[Dataset rows]

────────────────────────────────────────

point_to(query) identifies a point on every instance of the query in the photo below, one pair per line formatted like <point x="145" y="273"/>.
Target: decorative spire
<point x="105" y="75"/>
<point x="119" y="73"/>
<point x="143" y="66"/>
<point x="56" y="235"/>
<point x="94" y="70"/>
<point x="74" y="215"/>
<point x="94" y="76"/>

────────────────────────────────────────

[TASK REQUIREMENTS] Convert the entries above into a two-column CSV with the headers "instruction" and "answer", one row per entry. Put each entry's text and its answer in their own quoted fields, replacing line breaks with spaces.

[OUTPUT BELOW]
instruction,answer
"point_to(query) identifies a point on every instance of the query in the photo below, one pair per line formatted like <point x=""145"" y=""273""/>. Target: decorative spire","<point x=""105"" y=""75""/> <point x=""119"" y=""73""/> <point x=""143"" y=""66""/> <point x=""56"" y=""235""/> <point x=""94"" y=""70""/> <point x=""74"" y=""215""/> <point x=""94"" y=""76""/>"